Dataset records »
--- --- ---

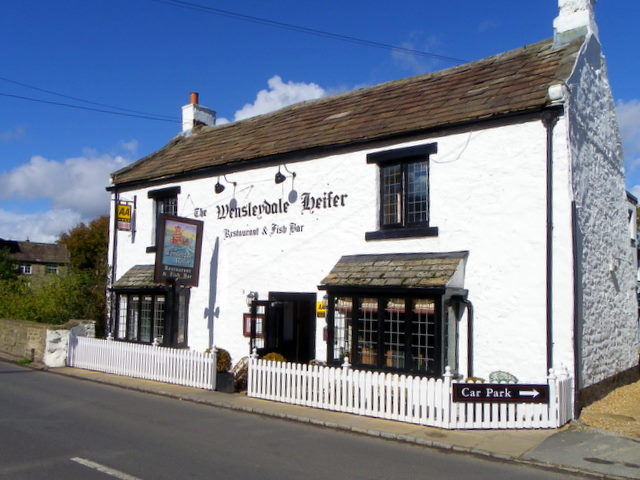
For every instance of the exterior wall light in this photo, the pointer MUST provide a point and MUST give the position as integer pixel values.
(251, 297)
(281, 177)
(219, 188)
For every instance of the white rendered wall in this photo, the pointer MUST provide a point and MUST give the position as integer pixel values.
(487, 196)
(607, 261)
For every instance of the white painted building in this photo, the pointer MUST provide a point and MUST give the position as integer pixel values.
(474, 217)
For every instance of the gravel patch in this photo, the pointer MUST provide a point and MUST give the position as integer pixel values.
(618, 412)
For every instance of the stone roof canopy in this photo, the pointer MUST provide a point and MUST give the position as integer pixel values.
(138, 277)
(405, 270)
(512, 82)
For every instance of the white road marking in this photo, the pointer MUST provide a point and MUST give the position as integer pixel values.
(104, 469)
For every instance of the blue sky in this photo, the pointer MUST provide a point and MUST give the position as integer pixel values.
(147, 55)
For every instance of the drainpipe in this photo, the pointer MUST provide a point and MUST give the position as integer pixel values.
(114, 260)
(549, 120)
(469, 306)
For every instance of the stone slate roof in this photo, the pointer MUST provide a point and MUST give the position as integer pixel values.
(139, 276)
(34, 252)
(512, 82)
(407, 270)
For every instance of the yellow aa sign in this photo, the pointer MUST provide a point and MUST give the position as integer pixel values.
(124, 213)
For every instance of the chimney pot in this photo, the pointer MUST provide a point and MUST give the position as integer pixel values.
(194, 114)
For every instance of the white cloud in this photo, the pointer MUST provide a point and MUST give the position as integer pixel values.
(629, 120)
(417, 64)
(278, 95)
(15, 134)
(75, 188)
(38, 227)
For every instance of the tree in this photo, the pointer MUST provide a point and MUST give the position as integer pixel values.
(88, 246)
(8, 270)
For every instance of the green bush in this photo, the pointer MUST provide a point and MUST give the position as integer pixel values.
(55, 301)
(223, 361)
(273, 356)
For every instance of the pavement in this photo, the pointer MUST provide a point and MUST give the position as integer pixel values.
(573, 448)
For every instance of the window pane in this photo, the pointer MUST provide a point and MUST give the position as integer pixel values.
(122, 316)
(423, 333)
(368, 331)
(394, 338)
(391, 195)
(158, 318)
(145, 318)
(168, 205)
(132, 320)
(182, 319)
(417, 207)
(342, 328)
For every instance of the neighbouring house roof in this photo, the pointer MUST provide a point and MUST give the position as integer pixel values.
(512, 82)
(137, 277)
(406, 270)
(34, 252)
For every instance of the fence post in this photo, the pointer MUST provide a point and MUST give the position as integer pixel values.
(253, 356)
(554, 400)
(447, 397)
(346, 365)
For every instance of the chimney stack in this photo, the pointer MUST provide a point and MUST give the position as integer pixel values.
(575, 19)
(195, 114)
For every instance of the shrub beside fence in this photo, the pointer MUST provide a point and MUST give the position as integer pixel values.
(169, 365)
(419, 400)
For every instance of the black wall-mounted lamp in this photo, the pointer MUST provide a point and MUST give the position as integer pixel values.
(280, 177)
(219, 188)
(251, 296)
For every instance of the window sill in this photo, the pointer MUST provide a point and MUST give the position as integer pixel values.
(408, 232)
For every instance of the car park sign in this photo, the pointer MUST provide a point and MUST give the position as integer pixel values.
(500, 392)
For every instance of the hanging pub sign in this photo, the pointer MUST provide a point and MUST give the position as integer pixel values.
(178, 250)
(123, 216)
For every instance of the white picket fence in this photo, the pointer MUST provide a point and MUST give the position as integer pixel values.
(169, 365)
(419, 400)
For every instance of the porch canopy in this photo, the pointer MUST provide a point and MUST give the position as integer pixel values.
(138, 277)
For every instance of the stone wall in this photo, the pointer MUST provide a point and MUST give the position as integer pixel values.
(607, 330)
(40, 342)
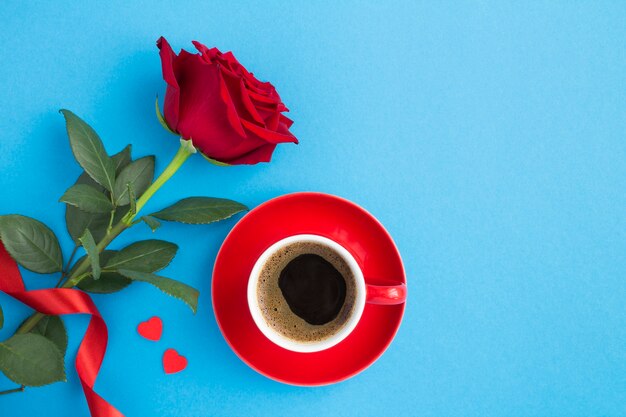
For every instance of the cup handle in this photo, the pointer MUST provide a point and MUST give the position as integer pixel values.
(386, 294)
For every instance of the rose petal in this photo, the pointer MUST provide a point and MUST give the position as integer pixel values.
(268, 135)
(171, 106)
(239, 96)
(261, 154)
(205, 114)
(227, 98)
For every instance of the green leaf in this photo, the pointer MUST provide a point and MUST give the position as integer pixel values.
(138, 173)
(89, 150)
(87, 199)
(108, 283)
(122, 159)
(200, 210)
(151, 222)
(92, 252)
(77, 220)
(144, 256)
(161, 118)
(53, 329)
(31, 243)
(31, 359)
(177, 289)
(215, 161)
(131, 198)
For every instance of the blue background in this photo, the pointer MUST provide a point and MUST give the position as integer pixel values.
(489, 138)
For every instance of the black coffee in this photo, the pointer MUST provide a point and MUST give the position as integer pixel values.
(313, 288)
(306, 291)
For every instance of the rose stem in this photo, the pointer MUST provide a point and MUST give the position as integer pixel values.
(185, 151)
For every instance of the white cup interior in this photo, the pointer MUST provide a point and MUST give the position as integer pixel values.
(278, 338)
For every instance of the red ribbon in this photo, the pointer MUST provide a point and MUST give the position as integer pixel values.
(59, 301)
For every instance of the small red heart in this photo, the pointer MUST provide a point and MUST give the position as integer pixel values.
(173, 362)
(151, 329)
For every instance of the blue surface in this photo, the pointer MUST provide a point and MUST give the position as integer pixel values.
(489, 138)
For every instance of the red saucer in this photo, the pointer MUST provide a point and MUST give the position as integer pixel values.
(316, 213)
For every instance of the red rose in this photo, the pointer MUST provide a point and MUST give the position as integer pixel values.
(228, 114)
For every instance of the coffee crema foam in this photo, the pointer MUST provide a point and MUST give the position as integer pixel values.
(274, 307)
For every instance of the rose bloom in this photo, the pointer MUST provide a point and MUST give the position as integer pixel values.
(229, 115)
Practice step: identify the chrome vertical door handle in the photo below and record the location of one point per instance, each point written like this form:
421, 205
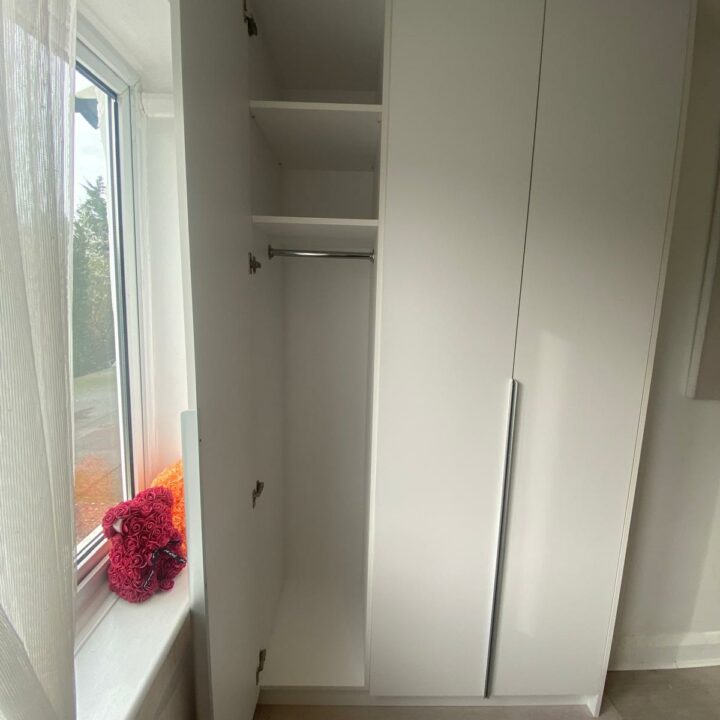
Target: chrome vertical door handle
502, 532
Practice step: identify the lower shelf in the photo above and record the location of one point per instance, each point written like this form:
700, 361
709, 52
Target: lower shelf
318, 640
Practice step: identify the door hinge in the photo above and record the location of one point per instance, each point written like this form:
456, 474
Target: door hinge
253, 264
249, 20
261, 665
257, 491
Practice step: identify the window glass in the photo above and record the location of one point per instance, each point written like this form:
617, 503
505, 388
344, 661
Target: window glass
100, 415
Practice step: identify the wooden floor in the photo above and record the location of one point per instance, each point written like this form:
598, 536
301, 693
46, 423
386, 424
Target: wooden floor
692, 694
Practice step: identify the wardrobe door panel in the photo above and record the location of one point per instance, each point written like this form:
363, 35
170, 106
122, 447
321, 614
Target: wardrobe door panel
608, 116
462, 96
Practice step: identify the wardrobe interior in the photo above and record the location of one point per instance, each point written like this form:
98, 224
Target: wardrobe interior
316, 106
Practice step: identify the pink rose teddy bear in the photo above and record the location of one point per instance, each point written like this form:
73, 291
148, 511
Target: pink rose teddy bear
145, 547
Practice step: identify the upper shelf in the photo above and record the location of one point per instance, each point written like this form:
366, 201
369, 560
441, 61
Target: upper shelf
333, 232
320, 136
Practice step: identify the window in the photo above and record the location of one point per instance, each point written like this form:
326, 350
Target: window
101, 331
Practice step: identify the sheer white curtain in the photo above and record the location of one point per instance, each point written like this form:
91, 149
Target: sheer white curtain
37, 48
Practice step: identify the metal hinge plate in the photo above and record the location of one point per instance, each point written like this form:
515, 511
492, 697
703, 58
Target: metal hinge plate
257, 491
253, 264
261, 665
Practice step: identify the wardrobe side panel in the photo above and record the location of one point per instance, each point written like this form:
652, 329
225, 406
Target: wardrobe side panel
211, 49
608, 116
463, 87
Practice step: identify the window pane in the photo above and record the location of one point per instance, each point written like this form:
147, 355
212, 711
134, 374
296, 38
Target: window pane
98, 421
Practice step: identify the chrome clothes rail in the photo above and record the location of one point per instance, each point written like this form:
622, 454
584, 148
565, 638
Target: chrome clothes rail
332, 254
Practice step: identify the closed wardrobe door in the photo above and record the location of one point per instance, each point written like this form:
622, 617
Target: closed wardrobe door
461, 103
607, 125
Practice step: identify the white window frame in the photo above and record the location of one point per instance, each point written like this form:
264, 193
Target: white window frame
92, 593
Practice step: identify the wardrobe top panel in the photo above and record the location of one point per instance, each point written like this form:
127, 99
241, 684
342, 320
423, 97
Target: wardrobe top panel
321, 45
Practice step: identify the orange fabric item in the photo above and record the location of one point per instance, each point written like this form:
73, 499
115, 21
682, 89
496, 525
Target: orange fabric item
172, 479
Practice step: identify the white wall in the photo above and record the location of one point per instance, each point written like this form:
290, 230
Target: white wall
670, 604
163, 321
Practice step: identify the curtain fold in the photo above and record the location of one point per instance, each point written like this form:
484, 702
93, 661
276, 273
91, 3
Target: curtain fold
37, 582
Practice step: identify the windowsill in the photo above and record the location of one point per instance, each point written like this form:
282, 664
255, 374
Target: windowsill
118, 662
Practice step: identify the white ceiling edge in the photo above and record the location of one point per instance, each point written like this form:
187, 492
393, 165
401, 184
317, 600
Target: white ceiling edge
96, 41
131, 34
158, 105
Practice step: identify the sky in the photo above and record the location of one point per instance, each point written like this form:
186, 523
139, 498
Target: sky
89, 152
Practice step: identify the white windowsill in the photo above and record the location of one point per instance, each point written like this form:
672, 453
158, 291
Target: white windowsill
118, 662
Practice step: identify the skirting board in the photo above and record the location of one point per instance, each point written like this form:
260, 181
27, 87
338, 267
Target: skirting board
361, 698
662, 652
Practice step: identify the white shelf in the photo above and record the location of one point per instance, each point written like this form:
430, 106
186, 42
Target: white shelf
335, 233
320, 136
318, 640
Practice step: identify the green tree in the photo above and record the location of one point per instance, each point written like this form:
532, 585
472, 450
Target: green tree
93, 328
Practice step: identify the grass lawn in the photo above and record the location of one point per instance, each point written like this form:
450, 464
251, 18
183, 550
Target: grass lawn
98, 477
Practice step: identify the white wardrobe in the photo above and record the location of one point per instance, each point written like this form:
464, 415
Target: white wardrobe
426, 246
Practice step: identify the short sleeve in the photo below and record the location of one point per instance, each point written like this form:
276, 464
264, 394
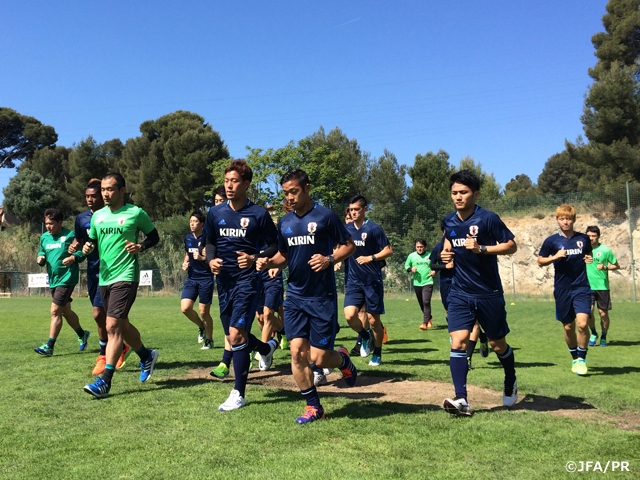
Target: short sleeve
337, 231
499, 230
282, 242
547, 249
144, 223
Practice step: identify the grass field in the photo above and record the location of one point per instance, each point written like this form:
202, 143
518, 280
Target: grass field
169, 427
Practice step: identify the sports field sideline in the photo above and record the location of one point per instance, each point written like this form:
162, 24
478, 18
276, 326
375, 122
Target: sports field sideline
390, 425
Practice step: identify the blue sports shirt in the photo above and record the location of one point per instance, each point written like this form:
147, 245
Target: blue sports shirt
447, 274
81, 230
301, 237
245, 230
198, 269
369, 240
570, 272
476, 274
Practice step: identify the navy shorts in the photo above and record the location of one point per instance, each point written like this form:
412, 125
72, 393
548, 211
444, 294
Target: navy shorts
202, 288
94, 289
464, 310
444, 293
315, 320
238, 304
570, 302
370, 295
271, 295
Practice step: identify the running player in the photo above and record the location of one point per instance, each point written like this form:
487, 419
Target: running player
568, 251
63, 278
473, 238
363, 280
93, 197
603, 261
114, 229
305, 240
199, 282
419, 264
234, 232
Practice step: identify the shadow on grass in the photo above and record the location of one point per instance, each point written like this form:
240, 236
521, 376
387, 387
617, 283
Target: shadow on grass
525, 364
417, 361
623, 343
409, 350
540, 403
613, 370
372, 409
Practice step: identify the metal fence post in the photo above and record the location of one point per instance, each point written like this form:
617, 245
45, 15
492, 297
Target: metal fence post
633, 263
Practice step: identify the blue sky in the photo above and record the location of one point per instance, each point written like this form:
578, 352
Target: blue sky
500, 81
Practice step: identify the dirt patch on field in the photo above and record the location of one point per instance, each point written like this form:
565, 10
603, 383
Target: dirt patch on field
431, 394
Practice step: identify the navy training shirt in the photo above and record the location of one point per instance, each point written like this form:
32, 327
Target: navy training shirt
570, 272
301, 237
198, 269
81, 230
245, 230
369, 240
476, 274
447, 274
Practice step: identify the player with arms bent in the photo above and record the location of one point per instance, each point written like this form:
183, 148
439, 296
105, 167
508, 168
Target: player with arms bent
114, 230
473, 238
568, 251
306, 237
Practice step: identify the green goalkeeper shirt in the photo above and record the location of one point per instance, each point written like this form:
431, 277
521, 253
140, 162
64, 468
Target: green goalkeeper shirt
599, 279
54, 248
112, 230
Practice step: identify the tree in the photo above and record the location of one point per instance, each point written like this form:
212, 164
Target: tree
90, 159
53, 164
430, 175
20, 136
561, 174
520, 186
168, 168
29, 194
611, 115
489, 187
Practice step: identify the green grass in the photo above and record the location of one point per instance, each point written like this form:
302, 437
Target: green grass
170, 426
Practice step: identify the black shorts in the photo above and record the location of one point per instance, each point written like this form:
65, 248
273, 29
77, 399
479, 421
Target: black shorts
118, 298
602, 298
62, 295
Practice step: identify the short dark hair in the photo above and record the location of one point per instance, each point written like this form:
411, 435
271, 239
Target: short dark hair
94, 183
358, 199
467, 178
199, 215
220, 191
120, 183
593, 229
298, 175
54, 214
241, 167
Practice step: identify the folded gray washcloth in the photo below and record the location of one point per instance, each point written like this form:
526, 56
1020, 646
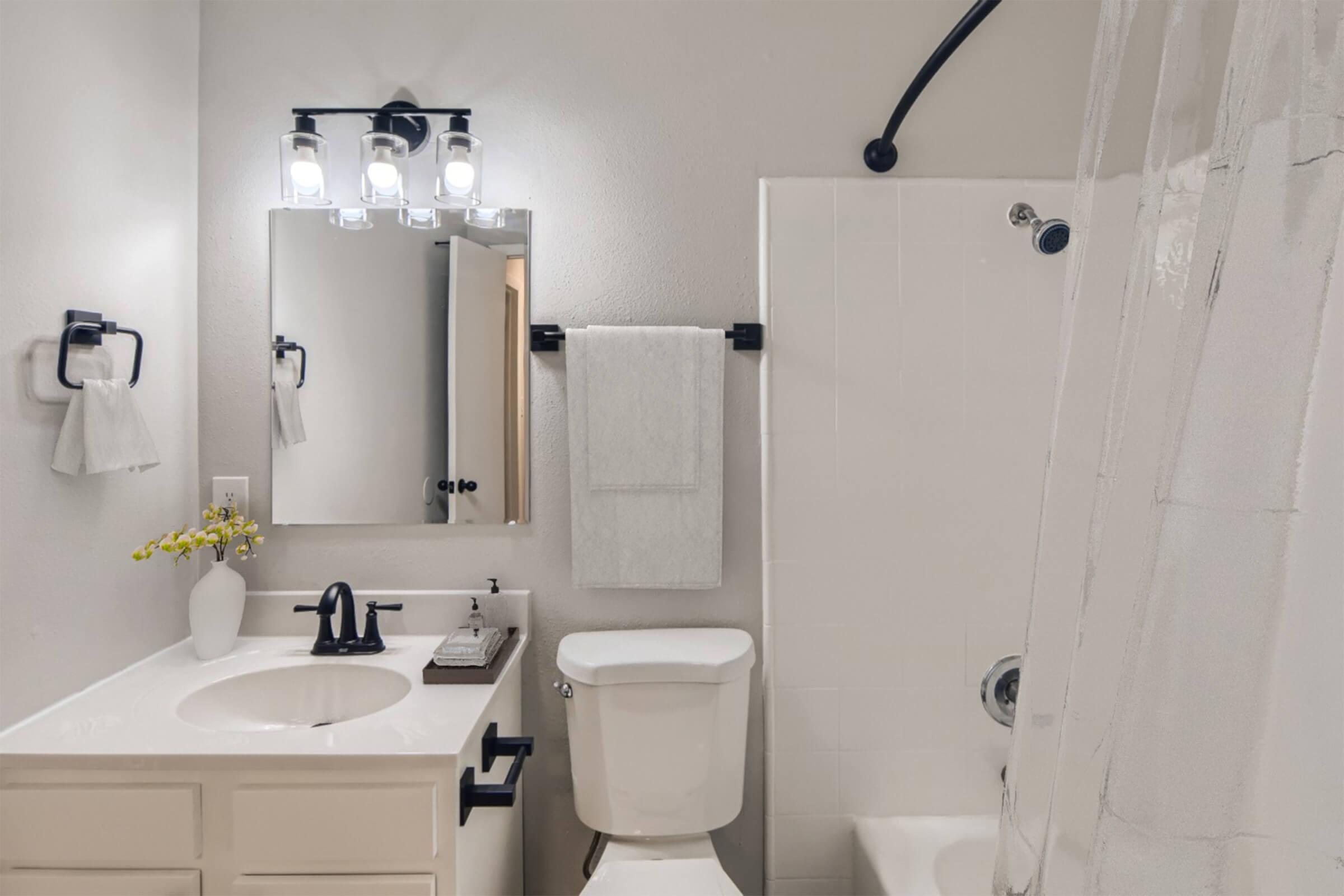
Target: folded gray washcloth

--- --- ---

Aim of the exercise » Omit the pictures and write out exactly the lines from the one containing "Practice step: identify the blue sky" through the last line of the material.

Expected answer »
Practice step: identify the blue sky in the photo above and record the location of one point per instance, each point written like this form:
578, 352
Target: blue sky
500, 81
Practice step: identify the dirt patch on field in the photo above and record the location of one point per instance, each point written like this form:
565, 10
603, 383
Target: dirt patch on field
431, 394
Practice step: identify the navy training shirt in the photo above and record the location of one point per instance, each point written like this form:
32, 327
Target: navy training shirt
570, 272
301, 237
198, 269
81, 230
245, 230
369, 240
476, 274
447, 274
Practice step: identify the player with arms bent in the photo above and record the location of one point per instance, each point written like this form:
183, 148
439, 296
105, 167
508, 168
Target: player with arms bent
114, 230
473, 238
568, 251
306, 237
Practice step: identify the green goalkeeper shirt in the photo above and record the location of one point per instance, each point written like this form:
431, 277
521, 253
140, 162
64, 468
Target: green goalkeeper shirt
599, 279
54, 248
112, 230
Practice step: identify the tree in the photo above and record the location of one point per instance, each point written like this form:
212, 164
Target: tree
90, 159
53, 164
430, 175
20, 136
561, 174
520, 186
168, 168
29, 194
611, 115
489, 187
Practice step: identify the green grass in the photo above and record the location of one point per instance, each point written like this form:
302, 437
Target: green grass
170, 426
Practice step: identify the black shorts in the photo above and record the location of one point per instance, each point written like this form:
65, 248
273, 29
77, 399
479, 421
Target: black shorts
118, 298
602, 298
62, 295
Practice step: identify the short dark hair in the photo above and record the location of one point per instance, each point written like this form:
411, 435
271, 239
Target: short dark hair
94, 183
358, 199
467, 178
199, 215
220, 191
120, 183
593, 229
298, 175
54, 214
241, 167
Practice step: identify the folded gray washcloth in the photo below and record the location of one point per instance, each point written like this form:
526, 56
1020, 646
Target: folded gray washcloth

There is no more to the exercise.